* ACTIVITY
The records below are to be reproduced exactly, with every picture left out.

* DATA FOR PROCESSING
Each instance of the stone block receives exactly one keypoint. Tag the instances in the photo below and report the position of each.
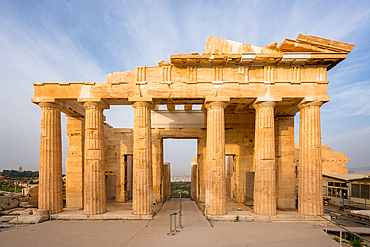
(23, 204)
(30, 219)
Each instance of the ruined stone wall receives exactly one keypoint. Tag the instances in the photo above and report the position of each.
(333, 162)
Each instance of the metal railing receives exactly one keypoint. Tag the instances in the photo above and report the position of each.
(179, 214)
(158, 205)
(348, 202)
(340, 232)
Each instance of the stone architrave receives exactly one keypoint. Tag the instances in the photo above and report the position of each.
(310, 194)
(265, 177)
(142, 159)
(50, 169)
(94, 168)
(215, 156)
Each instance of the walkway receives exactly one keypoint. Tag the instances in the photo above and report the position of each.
(196, 232)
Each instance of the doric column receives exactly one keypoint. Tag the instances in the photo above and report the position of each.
(310, 197)
(201, 162)
(157, 164)
(264, 178)
(194, 179)
(215, 156)
(142, 166)
(94, 169)
(50, 170)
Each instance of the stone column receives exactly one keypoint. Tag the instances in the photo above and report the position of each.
(284, 138)
(167, 179)
(215, 157)
(157, 164)
(201, 161)
(194, 179)
(264, 178)
(75, 162)
(94, 169)
(310, 197)
(142, 166)
(50, 170)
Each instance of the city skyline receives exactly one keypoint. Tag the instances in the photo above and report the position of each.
(84, 41)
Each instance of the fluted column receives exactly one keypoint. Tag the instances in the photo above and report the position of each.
(215, 158)
(50, 168)
(94, 169)
(310, 195)
(142, 166)
(264, 178)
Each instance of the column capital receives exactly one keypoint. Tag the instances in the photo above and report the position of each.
(95, 104)
(48, 104)
(212, 102)
(141, 101)
(264, 102)
(310, 102)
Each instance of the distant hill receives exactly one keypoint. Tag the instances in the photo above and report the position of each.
(359, 170)
(18, 174)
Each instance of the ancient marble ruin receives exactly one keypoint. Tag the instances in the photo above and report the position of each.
(247, 97)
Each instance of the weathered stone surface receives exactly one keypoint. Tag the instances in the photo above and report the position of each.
(215, 166)
(255, 136)
(31, 219)
(50, 180)
(265, 173)
(6, 218)
(142, 164)
(310, 194)
(24, 204)
(94, 159)
(30, 191)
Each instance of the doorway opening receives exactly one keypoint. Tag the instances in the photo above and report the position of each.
(179, 153)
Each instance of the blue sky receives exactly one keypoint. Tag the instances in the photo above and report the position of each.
(85, 40)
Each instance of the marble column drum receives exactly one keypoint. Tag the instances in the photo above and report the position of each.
(94, 168)
(142, 166)
(50, 169)
(215, 159)
(265, 177)
(310, 194)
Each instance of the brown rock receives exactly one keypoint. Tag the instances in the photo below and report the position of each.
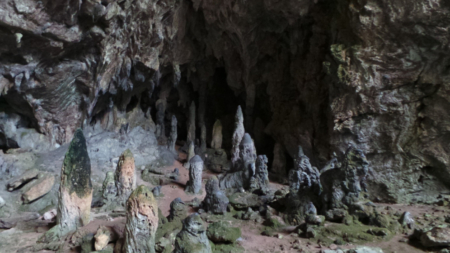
(38, 188)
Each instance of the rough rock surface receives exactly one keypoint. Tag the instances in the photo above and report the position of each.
(194, 185)
(142, 221)
(192, 237)
(215, 200)
(75, 191)
(125, 176)
(320, 74)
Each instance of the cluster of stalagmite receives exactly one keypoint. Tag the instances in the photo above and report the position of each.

* YOUR SOLUTION
Each instance of the stone block receives exactly one keypoint. Tag the instances in the photo below and report the position of each.
(23, 204)
(30, 219)
Each instance of the ruined stone wall receives exactly one keypoint. Tag the instances in the photo above and report the position of each.
(333, 162)
Each instance of the metal railing receives exactly one keypoint. Tag the instances in the photo above and report the position of each.
(179, 214)
(158, 205)
(348, 202)
(340, 232)
Each instance of the stone architrave receives exactly one keypoint. Tag the instances in the photo above and report the position of each.
(310, 194)
(265, 177)
(142, 159)
(50, 169)
(94, 168)
(215, 156)
Each instance of the walkway receives exactly one keypoint. Tag the instances in the photo above and report the position of each.
(196, 232)
Each instance of the doric column receives exactly one keypoint. Tag the instances in the photo above and report the position of each.
(310, 197)
(201, 162)
(157, 164)
(264, 178)
(194, 179)
(215, 156)
(142, 166)
(94, 169)
(50, 170)
Each instance of the stone column receives exactly one keypoint. Tag the instances in the photo above and report the position of each.
(284, 138)
(167, 179)
(215, 157)
(157, 164)
(201, 161)
(194, 179)
(264, 178)
(75, 162)
(94, 169)
(310, 197)
(142, 166)
(50, 170)
Each instance of the city skyline receives exactly one keypoint. Tag the instances in the photo above and report the position of each.
(84, 41)
Each instance of the fluted column receives exactly one keypoint. Tag the instances in the photo above and report the position of each.
(215, 158)
(50, 168)
(94, 169)
(310, 195)
(142, 166)
(264, 178)
Each instance of the column capital receives exactly one keypoint. Tag the instances in the photo above and report the position of each.
(95, 104)
(48, 104)
(212, 102)
(141, 101)
(264, 102)
(310, 102)
Each instance of the distant hill receives exactly one keypoint. Tag the instances in the photo above and report the position of each.
(359, 170)
(18, 174)
Each instance of the ancient marble ruin receives exactly one keypoint. Tag the instances in the photo above and report the position of each.
(247, 97)
Each instance of the weathered stone surface receives exactly one keypoint. Tag the instances in the photo above and report the position of each.
(215, 166)
(255, 136)
(31, 219)
(50, 180)
(265, 173)
(6, 218)
(142, 164)
(310, 194)
(24, 204)
(94, 159)
(30, 191)
Each instance of the doorway opening receives exactly one keypoint. Tag the instances in the photo above and report the position of each.
(179, 153)
Each instance of the blue sky receives exactly one keypoint. Tag the instances in the photo above and report the position of each.
(85, 40)
Each instance of the marble column drum receives exactly one keypoint. Tag the instances in the photo above and report the position of each.
(94, 168)
(142, 166)
(50, 169)
(215, 159)
(265, 177)
(310, 194)
Each instance of the brown rock receives exactly one keypoint. Tag the instances in the photo below and report the position of each.
(38, 188)
Each instance of the rough rock surface receives exactly one keypoint. Tag the instances in the photo above and report the position of each.
(194, 185)
(142, 221)
(192, 237)
(215, 200)
(75, 191)
(125, 176)
(320, 74)
Each instance of the cluster of stalagmite receives exactly one keypoint. Tag the instances in the photo above and report the position of each.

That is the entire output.